● Texto selecionado
________

O concerto interior revela também a chave que dá acesso à poesia de António Osório, não escondendo do leitor a forma como surgiram alguns dos seus poemas. Numas situações, revela o pretexto desses poemas, que tanto pode ser um marco importante ocorrido na sua vida (como os filhos ou o desaparecimento dos pais ou o de Maria Emília, por exemplo) ou o legado de certas pessoas com quem se cruzou (a senhora Conceição, que cozinhava o pão, o carroceiro José da Vaca, a senhora Rita, que ajudava nas tarefas da casa, o senhor João, caseiro, ou o senhor Teotónio da Malta Jotta, funcionário da biblioteca da Ordem dos Advogados, ou o poeta e amigo brasileiro Carlos Nejar) ou ainda o fascínio perante uma obra de arte (como o poema que edifica em torno da escultura de David, em Florença, ou a propósito de uma tela de El Greco, em Toledo); noutros casos, os textos iluminam o que são os seus elementos poéticos fortes (os animais, o “espanto pela natureza”, o tempo).

________

● Pedido escrito 1
Com base no texto sobre a poesia de António Osório, responda:
(a) Que tarefa desempenhava a senhora Conceição?
(b) Em que cidade se encontra a escultura de David referida?
(c) Quais são os elementos poéticos fortes enumerados no final?

________

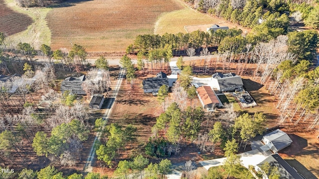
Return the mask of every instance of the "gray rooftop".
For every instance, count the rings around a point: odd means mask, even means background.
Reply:
[[[288,135],[280,129],[277,129],[269,134],[264,136],[264,137],[271,141],[287,141],[293,142],[293,141],[288,136]]]
[[[93,97],[92,98],[91,101],[90,102],[90,106],[93,105],[100,105],[100,103],[102,101],[104,95],[101,94],[93,94]]]
[[[156,74],[156,78],[167,78],[166,74],[162,71],[159,72]]]
[[[143,89],[159,89],[162,85],[168,86],[167,78],[149,78],[143,80]]]
[[[2,82],[5,82],[7,81],[12,81],[12,78],[13,78],[15,76],[19,76],[19,75],[15,74],[10,76],[7,76],[4,75],[0,75],[0,81]]]
[[[217,72],[213,74],[212,77],[217,80],[219,88],[221,89],[233,86],[238,87],[244,85],[241,78],[234,73],[222,74]]]
[[[70,81],[81,82],[81,81],[85,81],[85,79],[86,79],[85,75],[83,75],[79,77],[68,77],[66,78],[65,80],[64,80],[64,81],[69,81],[69,82],[70,82]]]
[[[268,163],[271,167],[278,168],[281,179],[304,179],[297,171],[288,164],[278,154],[273,154],[265,159],[257,166],[260,168],[265,163]]]
[[[229,28],[227,26],[220,27],[218,25],[214,24],[212,25],[211,27],[208,28],[207,29],[208,29],[208,30],[212,30],[213,31],[215,31],[218,29],[228,30]]]
[[[288,135],[280,129],[274,131],[263,137],[271,141],[278,150],[289,146],[293,142]]]
[[[73,94],[85,95],[86,93],[83,90],[82,84],[85,80],[85,75],[80,77],[68,77],[61,83],[61,91],[69,91]]]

________

● Pedido escrito 2
Indique, copiando-as na íntegra, todas as linhas dos registos em que figura a palavra "mask".

● Resposta 1
(a) Cozinhava o pão.
(b) Em Florença.
(c) Os animais, o “espanto pela natureza” e o tempo.

● Resposta 2
Return the mask of every instance of the "gray rooftop".
For every instance, count the rings around a point: odd means mask, even means background.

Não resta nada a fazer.